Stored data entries
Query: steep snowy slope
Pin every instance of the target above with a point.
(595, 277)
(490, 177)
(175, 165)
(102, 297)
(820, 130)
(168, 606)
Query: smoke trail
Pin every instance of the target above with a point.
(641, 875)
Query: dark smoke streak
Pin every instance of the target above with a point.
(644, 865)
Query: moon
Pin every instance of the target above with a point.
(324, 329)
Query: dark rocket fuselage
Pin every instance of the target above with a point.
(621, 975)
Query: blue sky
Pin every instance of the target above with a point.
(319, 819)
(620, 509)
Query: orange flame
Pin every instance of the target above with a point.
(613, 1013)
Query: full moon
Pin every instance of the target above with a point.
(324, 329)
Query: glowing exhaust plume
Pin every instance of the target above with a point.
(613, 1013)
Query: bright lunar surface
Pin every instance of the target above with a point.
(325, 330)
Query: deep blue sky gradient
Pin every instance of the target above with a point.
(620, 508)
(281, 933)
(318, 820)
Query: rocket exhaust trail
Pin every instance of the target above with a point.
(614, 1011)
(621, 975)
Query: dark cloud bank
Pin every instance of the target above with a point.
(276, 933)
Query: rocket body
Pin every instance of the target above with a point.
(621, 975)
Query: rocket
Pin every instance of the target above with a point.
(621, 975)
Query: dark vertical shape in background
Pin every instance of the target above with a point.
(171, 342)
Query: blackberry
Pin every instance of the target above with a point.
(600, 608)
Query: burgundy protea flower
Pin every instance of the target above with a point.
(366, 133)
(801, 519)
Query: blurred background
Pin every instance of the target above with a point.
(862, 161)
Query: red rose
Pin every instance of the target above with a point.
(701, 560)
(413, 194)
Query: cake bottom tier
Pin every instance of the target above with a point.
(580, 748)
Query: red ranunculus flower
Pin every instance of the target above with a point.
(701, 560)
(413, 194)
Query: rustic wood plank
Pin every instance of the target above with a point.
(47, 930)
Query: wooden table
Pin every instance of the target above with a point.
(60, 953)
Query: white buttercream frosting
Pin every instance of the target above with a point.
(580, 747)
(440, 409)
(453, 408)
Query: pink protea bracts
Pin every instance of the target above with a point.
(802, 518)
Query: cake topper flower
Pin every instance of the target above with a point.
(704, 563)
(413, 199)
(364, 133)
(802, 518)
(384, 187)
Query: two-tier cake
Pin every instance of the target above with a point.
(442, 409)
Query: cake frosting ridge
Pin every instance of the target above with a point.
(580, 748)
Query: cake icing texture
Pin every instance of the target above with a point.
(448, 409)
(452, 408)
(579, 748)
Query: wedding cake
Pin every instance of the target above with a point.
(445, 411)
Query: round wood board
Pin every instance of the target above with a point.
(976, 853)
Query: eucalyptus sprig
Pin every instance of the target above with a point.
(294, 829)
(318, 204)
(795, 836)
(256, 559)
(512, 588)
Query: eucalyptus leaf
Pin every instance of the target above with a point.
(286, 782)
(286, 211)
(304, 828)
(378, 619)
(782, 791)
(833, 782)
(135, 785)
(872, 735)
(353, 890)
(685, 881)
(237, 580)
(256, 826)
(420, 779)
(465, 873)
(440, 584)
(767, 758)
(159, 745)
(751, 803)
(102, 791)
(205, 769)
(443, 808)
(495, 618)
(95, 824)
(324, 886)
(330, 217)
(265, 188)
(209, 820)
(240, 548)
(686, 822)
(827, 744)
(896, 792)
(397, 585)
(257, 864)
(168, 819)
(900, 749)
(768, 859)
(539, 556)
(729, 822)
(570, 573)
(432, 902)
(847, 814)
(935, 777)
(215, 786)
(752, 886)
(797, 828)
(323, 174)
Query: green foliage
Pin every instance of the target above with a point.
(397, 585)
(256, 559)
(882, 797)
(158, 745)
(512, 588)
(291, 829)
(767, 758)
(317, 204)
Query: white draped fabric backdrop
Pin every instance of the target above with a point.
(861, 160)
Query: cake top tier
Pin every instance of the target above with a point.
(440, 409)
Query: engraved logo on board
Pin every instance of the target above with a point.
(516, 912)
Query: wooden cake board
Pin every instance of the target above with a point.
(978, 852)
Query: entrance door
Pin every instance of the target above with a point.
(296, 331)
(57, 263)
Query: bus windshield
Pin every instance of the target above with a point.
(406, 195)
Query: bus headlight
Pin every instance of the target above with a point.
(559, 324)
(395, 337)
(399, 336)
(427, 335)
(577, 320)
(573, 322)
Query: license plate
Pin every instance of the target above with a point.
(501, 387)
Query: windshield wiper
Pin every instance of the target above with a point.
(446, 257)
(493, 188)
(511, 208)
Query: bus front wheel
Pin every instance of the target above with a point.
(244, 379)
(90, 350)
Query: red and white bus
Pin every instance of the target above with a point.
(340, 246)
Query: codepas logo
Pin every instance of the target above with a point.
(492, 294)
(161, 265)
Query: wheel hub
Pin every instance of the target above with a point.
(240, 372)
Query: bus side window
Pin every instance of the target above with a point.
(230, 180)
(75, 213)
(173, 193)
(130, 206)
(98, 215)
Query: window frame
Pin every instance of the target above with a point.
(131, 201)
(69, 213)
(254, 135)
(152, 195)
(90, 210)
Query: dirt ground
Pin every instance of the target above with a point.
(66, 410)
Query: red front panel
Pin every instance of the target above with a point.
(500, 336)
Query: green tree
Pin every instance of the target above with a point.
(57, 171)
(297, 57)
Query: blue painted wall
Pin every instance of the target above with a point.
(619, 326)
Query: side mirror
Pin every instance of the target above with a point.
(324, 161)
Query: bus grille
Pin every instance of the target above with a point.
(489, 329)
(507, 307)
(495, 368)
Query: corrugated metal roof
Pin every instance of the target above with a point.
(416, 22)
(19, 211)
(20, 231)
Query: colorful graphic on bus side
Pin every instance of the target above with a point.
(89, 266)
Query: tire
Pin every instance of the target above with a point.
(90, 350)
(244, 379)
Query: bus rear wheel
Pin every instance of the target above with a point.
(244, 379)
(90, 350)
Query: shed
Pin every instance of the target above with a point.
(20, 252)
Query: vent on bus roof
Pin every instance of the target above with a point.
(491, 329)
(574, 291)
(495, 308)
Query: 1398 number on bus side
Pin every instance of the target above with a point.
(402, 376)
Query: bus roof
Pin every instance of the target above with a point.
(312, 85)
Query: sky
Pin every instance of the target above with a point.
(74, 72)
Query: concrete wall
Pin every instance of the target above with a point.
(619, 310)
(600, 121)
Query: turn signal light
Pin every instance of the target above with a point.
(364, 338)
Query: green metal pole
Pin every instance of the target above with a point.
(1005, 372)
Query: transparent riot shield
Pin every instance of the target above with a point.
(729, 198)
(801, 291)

Required work:
An exact copy of the data, with every line intact, is the required answer.

Output below:
Query: steep snowy slope
Pin every instance of the target above with a point.
(595, 277)
(490, 177)
(175, 165)
(102, 297)
(820, 130)
(168, 606)
Query: smoke trail
Pin every instance of the target above with a point.
(641, 875)
Query: dark smoke streak
Pin every instance of the target above with a point.
(644, 865)
Query: moon
Pin every instance of the target above with a point.
(324, 329)
Query: dark rocket fuselage
Pin every instance of the target above with a point.
(621, 975)
Query: blue sky
Pin every instance of the target above with a point.
(319, 819)
(620, 509)
Query: orange flame
Pin every instance of the target above with a point.
(613, 1013)
Query: full moon
Pin every instance of the target above with a point.
(324, 329)
Query: glowing exhaust plume
Pin every instance of the target above with a point.
(613, 1013)
Query: bright lunar surface
Pin every instance of the target above with a point.
(325, 330)
Query: deep blue sky gradient
Pin every instance of the target above with a point.
(620, 508)
(281, 933)
(318, 820)
Query: rocket exhaust trail
Pin every instance of the target above with a point.
(614, 1011)
(621, 975)
Query: dark cloud bank
Pin every instance of the target above with a point.
(276, 933)
Query: rocket body
Pin every instance of the target above with a point.
(621, 975)
Query: rocket
Pin every instance of the target above with a point.
(621, 975)
Query: dark vertical shape in background
Pin every instance of the target above with a point.
(171, 342)
Query: blackberry
Pin every instance of the target above with a point.
(600, 608)
Query: burgundy protea flower
Pin every instance of the target above with a point.
(366, 133)
(801, 519)
Query: blurred background
Pin every instance of the target above with a point.
(862, 161)
Query: red rose
Pin every instance of the target above with a point.
(701, 560)
(413, 194)
Query: cake bottom tier
Pin every instance of the target above with a point.
(580, 748)
Query: red ranunculus flower
Pin every instance of the target above with a point.
(701, 560)
(413, 194)
Query: rustic wood plank
Pin every instance of the target above with a point.
(47, 930)
Query: wooden table
Pin every instance of the target above with a point.
(60, 953)
Query: white buttercream frosting
Pin every instance of the target above with a point.
(580, 747)
(440, 409)
(453, 408)
Query: pink protea bracts
Pin every instance of the target above with a point.
(802, 518)
Query: cake topper flower
Pin every instance of the target above with a point.
(704, 563)
(413, 199)
(364, 133)
(802, 518)
(384, 187)
Query: two-tier cake
Pin every instance of the target above with a point.
(442, 409)
Query: cake frosting ridge
Pin every instance of the target above with a point.
(580, 748)
Query: cake icing texture
Pin every instance of the target above with a point.
(448, 409)
(452, 408)
(579, 748)
Query: wedding cake
Pin every instance of the target above with a point.
(445, 411)
Query: round wood board
Pin every instance of the target above with a point.
(976, 853)
Query: eucalyptus sprig
Pin every instance of the target above with a point.
(294, 829)
(318, 204)
(795, 836)
(256, 559)
(512, 588)
Query: eucalyptus leaf
Pin every instance of the target above with a point.
(286, 782)
(286, 211)
(304, 828)
(378, 619)
(782, 791)
(833, 782)
(135, 785)
(872, 735)
(353, 890)
(685, 881)
(237, 580)
(256, 826)
(420, 779)
(465, 873)
(440, 584)
(767, 758)
(159, 745)
(751, 803)
(102, 791)
(205, 769)
(443, 808)
(495, 618)
(95, 824)
(324, 886)
(330, 217)
(265, 188)
(209, 820)
(240, 548)
(686, 822)
(827, 744)
(896, 792)
(397, 585)
(257, 864)
(168, 819)
(900, 749)
(768, 859)
(539, 556)
(729, 822)
(570, 573)
(432, 902)
(847, 814)
(935, 777)
(215, 786)
(752, 886)
(797, 828)
(323, 174)
Query: green foliage
Pin every instance of the target above with a point.
(397, 585)
(256, 559)
(882, 797)
(158, 745)
(512, 588)
(291, 829)
(767, 758)
(317, 204)
Query: white draped fabric backdrop
Pin every instance of the target above with a point.
(861, 160)
Query: cake top tier
Pin every instance of the target above with a point.
(440, 409)
Query: engraved logo on board
Pin every instance of the target above with a point.
(516, 912)
Query: wooden cake board
Pin every instance of the target above with a point.
(978, 852)
Query: entrance door
Pin every instance of the target above with a point.
(296, 331)
(57, 263)
Query: bus windshield
Pin every instance of the target above with a point.
(406, 195)
Query: bus headlight
Pin every instance of the target above with a point.
(559, 324)
(395, 337)
(399, 336)
(427, 335)
(577, 320)
(573, 322)
Query: license plate
Pin every instance of the target above with a point.
(501, 387)
Query: windshield wiper
Pin every instance of the target above with a point.
(446, 257)
(493, 188)
(511, 208)
Query: bus front wheel
Pin every instance of the target above with a point.
(244, 379)
(90, 350)
Query: red and white bus
Pin every instance of the target above with a point.
(340, 246)
Query: codepas logo
Pin every instance of the target above with a point.
(492, 294)
(161, 265)
Query: wheel hub
Pin every instance of the target above with a point.
(240, 372)
Query: bus side window
Pin every instance of the target above with a point.
(230, 180)
(75, 213)
(173, 193)
(130, 206)
(98, 215)
Query: window frame
Pin every instance of the target above with a point.
(131, 201)
(69, 213)
(254, 135)
(152, 195)
(90, 210)
Query: dirt ground
Pin every instance of the target above with a point.
(66, 410)
Query: red front panel
Pin every instance of the target above with a point.
(500, 336)
Query: green tree
Pin every instance of the target above with a point.
(57, 171)
(297, 57)
Query: blue painted wall
Pin every instance of the target above with a point.
(619, 326)
Query: side mirror
Pin every instance of the target above with a point.
(324, 161)
Query: bus grille
Pin every instance of the target above with a point.
(489, 329)
(507, 307)
(495, 368)
Query: corrugated metal roof
Pin every instance of the target above with a point.
(416, 22)
(19, 211)
(20, 231)
Query: colorful graphic on bus side
Pin every instance of the target above with a point.
(89, 266)
Query: tire
Pin every instance of the target above with a point.
(90, 350)
(244, 379)
Query: bus rear wheel
Pin every instance of the target above with a point.
(244, 379)
(90, 350)
Query: shed
Pin every instance of the target above with a point.
(20, 252)
Query: vent on bus roof
Pin every instance of the target above with a point.
(491, 329)
(574, 291)
(495, 308)
Query: 1398 number on bus side
Pin every instance of the target above with a point.
(402, 376)
Query: bus roof
Pin every instance of the target above with a point.
(312, 85)
Query: sky
Pin every instance of the target above with a point.
(74, 72)
Query: concrete wall
Pin every instance of the target above with a point.
(619, 310)
(600, 121)
Query: turn signal light
Pin every instance of the target above with a point.
(364, 338)
Query: green metal pole
Pin every instance of the target above with a point.
(1005, 372)
Query: transparent riot shield
Pin every instance of the target above with a point.
(729, 198)
(801, 291)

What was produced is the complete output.